━━ THE DATA

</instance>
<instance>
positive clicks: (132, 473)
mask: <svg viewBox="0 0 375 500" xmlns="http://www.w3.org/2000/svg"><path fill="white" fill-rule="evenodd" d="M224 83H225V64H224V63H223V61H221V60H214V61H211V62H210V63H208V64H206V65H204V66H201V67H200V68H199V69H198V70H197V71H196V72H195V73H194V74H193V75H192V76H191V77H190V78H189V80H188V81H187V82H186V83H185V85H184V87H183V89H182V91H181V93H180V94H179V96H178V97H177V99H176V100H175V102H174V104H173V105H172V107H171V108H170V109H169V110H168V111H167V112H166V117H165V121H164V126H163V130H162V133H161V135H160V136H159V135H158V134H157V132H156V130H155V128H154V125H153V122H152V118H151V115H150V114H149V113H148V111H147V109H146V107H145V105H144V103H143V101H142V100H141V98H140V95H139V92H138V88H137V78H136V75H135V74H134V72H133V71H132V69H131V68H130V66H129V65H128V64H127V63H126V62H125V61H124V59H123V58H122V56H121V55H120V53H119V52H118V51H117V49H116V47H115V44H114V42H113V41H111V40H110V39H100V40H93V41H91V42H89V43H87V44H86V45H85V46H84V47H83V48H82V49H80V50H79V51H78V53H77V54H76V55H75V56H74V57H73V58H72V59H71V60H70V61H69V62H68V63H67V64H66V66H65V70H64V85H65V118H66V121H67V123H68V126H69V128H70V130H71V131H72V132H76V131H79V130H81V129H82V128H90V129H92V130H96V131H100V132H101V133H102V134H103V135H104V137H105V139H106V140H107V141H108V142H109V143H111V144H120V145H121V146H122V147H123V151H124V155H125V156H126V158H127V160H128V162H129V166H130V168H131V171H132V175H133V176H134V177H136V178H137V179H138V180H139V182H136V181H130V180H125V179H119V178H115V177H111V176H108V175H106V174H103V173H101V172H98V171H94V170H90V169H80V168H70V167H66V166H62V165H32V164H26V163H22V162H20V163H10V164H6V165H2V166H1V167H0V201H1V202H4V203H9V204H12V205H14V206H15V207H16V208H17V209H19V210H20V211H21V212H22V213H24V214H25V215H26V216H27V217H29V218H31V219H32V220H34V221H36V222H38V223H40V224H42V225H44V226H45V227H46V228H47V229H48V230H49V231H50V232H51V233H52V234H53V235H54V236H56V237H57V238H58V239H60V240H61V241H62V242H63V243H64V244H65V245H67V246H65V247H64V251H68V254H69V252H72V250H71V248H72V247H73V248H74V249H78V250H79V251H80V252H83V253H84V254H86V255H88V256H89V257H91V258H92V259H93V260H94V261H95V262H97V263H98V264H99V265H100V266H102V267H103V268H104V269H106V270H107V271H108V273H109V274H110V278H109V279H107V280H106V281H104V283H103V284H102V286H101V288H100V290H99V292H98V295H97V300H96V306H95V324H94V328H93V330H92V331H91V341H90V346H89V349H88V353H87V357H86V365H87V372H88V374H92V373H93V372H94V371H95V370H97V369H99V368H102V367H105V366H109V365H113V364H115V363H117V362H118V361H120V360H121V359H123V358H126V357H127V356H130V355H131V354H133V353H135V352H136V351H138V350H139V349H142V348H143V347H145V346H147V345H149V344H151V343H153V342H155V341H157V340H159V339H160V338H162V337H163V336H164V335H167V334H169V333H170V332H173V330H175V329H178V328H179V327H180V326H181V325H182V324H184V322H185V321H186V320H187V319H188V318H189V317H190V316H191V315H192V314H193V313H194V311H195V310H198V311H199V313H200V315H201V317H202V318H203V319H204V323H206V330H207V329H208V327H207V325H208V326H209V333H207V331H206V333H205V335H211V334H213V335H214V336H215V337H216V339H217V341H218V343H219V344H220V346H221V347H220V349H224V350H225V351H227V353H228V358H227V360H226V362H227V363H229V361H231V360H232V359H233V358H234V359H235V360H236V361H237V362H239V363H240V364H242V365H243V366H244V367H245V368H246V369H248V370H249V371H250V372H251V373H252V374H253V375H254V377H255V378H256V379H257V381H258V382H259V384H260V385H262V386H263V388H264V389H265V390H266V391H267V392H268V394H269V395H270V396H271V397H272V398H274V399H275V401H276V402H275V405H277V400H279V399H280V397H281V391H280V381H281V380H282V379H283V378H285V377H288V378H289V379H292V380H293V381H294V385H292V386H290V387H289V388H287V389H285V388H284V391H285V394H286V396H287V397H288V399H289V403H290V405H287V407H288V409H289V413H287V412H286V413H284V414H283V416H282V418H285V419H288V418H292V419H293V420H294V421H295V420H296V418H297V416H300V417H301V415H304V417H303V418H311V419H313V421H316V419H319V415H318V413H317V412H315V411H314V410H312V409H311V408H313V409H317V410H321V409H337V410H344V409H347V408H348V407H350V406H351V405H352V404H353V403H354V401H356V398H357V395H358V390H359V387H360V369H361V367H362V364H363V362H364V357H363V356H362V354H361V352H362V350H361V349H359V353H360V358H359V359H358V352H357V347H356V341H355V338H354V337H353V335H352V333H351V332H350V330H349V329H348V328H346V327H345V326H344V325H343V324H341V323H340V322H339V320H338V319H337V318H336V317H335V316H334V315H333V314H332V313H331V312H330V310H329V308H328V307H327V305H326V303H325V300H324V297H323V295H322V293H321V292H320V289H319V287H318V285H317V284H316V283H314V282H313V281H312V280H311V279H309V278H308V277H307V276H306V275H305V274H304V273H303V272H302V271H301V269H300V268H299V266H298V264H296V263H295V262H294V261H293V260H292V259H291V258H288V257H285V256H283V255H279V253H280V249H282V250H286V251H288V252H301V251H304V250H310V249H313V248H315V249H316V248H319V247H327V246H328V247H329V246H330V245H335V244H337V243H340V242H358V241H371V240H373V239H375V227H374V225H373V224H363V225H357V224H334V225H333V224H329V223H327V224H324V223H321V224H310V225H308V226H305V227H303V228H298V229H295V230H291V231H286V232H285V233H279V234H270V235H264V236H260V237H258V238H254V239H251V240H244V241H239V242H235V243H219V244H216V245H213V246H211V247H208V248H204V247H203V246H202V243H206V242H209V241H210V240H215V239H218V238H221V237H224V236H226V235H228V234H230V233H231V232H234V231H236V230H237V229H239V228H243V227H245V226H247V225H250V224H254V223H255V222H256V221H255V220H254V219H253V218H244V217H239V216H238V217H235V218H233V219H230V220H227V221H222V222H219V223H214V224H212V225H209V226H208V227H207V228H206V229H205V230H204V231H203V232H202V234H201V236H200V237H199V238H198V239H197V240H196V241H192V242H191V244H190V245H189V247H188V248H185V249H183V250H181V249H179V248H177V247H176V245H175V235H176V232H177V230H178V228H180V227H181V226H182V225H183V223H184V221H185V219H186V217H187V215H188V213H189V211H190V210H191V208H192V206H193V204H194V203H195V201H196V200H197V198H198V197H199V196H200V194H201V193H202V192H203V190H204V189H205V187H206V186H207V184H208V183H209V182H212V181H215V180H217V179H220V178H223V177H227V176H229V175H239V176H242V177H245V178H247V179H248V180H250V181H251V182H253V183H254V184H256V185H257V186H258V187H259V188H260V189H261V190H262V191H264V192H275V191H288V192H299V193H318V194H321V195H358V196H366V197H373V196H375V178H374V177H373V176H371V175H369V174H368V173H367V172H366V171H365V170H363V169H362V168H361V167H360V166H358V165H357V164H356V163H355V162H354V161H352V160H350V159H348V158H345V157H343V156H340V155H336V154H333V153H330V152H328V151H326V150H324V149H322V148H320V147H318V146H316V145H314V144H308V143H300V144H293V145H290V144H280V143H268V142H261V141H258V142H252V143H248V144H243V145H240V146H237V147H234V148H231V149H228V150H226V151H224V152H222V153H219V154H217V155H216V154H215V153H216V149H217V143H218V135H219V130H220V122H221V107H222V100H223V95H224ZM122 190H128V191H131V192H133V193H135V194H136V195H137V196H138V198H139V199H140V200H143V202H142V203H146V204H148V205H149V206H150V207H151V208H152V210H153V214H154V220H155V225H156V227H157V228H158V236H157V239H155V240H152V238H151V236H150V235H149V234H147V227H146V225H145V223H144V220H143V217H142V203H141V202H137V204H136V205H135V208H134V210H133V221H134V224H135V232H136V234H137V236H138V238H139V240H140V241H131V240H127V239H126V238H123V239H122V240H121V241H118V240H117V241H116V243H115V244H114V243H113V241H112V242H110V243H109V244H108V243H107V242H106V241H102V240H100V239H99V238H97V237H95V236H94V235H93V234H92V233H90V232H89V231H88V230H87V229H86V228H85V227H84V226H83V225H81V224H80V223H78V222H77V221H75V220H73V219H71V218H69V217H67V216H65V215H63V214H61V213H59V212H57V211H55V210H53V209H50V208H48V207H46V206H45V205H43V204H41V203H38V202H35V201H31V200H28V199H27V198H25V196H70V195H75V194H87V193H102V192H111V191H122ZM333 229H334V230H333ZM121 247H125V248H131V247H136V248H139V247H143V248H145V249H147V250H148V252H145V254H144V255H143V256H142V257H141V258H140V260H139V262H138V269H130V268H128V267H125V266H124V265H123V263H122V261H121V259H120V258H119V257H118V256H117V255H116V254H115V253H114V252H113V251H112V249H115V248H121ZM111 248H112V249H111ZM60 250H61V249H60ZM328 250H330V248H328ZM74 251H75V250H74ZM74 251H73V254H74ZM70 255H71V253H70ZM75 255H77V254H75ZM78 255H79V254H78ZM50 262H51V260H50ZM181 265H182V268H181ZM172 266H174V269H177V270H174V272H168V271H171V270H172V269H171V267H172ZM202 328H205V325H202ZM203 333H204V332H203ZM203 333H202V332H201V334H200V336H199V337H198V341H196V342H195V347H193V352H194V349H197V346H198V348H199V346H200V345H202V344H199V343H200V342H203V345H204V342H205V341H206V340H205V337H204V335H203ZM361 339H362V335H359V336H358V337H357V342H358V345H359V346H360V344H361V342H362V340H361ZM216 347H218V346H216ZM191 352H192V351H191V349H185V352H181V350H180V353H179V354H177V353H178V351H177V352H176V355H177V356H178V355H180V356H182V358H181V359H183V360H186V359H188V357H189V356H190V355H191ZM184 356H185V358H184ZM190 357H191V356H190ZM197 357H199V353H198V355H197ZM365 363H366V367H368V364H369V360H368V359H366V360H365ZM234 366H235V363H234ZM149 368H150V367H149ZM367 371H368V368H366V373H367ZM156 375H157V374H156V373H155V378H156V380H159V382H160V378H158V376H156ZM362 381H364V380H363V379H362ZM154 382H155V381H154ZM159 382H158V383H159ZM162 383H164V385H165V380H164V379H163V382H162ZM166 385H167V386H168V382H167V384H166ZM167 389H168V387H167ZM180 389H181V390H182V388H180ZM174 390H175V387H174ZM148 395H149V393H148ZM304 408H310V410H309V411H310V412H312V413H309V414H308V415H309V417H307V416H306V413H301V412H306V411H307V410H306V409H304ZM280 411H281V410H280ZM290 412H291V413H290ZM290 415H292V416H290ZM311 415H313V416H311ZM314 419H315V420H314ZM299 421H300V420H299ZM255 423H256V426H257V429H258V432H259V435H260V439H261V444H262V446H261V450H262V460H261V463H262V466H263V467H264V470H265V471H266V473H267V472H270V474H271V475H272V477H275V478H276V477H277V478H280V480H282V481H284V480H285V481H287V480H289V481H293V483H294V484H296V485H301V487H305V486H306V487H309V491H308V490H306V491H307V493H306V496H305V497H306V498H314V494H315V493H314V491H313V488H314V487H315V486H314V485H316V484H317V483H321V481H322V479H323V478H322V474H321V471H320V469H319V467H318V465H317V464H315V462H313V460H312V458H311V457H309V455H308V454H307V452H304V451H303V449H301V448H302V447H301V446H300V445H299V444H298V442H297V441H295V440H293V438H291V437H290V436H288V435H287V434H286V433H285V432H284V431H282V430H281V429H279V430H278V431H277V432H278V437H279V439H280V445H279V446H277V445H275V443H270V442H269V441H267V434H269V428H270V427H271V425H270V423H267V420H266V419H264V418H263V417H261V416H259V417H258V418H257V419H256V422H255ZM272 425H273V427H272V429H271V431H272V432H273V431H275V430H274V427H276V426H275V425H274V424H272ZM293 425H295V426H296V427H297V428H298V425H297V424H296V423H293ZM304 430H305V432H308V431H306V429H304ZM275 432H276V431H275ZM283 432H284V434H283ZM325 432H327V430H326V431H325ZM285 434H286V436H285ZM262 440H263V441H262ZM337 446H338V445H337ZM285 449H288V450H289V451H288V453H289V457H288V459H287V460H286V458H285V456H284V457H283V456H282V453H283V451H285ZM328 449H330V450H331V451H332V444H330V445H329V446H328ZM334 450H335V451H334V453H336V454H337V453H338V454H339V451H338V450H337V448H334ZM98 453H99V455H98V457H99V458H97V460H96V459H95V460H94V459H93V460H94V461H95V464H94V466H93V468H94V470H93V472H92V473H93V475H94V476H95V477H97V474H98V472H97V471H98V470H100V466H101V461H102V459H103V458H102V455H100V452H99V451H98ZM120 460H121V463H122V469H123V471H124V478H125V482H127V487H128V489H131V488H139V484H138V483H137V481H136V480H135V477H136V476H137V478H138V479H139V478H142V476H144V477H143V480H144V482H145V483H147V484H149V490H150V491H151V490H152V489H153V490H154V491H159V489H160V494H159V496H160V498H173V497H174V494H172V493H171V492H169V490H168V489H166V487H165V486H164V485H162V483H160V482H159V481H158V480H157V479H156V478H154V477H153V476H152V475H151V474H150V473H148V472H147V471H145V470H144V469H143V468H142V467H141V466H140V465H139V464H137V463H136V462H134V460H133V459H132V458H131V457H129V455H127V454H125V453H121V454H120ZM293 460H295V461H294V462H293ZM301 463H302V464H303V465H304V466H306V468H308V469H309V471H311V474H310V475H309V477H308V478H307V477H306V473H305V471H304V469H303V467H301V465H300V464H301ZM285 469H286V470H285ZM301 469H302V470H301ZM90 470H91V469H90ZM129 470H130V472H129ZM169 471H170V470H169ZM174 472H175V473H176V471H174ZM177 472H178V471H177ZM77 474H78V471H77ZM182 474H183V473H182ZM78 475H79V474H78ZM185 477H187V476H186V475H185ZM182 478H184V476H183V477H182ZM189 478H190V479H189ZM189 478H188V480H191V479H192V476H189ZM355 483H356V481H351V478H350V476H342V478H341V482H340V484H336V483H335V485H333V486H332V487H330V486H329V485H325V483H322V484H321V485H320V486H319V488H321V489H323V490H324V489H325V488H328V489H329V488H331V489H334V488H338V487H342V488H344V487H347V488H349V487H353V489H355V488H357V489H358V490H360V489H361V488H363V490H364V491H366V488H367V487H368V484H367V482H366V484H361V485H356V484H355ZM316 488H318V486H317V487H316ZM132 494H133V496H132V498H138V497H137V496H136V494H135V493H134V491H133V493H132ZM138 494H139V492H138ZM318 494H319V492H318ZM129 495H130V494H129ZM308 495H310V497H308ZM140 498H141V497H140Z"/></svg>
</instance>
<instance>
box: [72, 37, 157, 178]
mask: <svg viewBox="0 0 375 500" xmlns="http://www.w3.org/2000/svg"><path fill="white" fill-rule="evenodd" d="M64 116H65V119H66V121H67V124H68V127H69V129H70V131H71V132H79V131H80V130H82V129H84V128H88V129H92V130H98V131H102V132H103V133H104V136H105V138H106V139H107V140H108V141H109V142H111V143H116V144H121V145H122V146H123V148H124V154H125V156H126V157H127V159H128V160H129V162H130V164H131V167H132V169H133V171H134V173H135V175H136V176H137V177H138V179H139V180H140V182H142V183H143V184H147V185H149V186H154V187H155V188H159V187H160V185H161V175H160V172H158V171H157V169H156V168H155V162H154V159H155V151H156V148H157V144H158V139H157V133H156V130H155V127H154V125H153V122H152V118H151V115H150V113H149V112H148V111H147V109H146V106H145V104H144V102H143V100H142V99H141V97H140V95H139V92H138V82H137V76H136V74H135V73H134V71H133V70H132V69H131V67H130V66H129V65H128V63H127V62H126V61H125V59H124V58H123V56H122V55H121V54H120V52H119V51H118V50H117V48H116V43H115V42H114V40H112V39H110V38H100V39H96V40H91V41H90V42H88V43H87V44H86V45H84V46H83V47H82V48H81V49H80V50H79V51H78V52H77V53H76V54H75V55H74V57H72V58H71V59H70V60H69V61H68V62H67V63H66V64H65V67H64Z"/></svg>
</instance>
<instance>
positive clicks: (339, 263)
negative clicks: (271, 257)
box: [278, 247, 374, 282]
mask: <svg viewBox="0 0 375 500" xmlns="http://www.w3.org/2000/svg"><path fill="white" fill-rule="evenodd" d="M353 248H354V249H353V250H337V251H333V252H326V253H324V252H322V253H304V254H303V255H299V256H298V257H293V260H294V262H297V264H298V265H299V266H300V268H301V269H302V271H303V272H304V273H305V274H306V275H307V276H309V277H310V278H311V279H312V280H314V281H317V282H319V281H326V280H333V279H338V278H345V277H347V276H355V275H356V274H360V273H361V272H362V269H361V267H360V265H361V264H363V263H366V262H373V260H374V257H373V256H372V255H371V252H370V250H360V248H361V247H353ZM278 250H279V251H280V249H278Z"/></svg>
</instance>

━━━━

Please return every line from the material above where the string "clicks" occurs.

positive clicks: (132, 473)
positive clicks: (339, 263)
negative clicks: (271, 257)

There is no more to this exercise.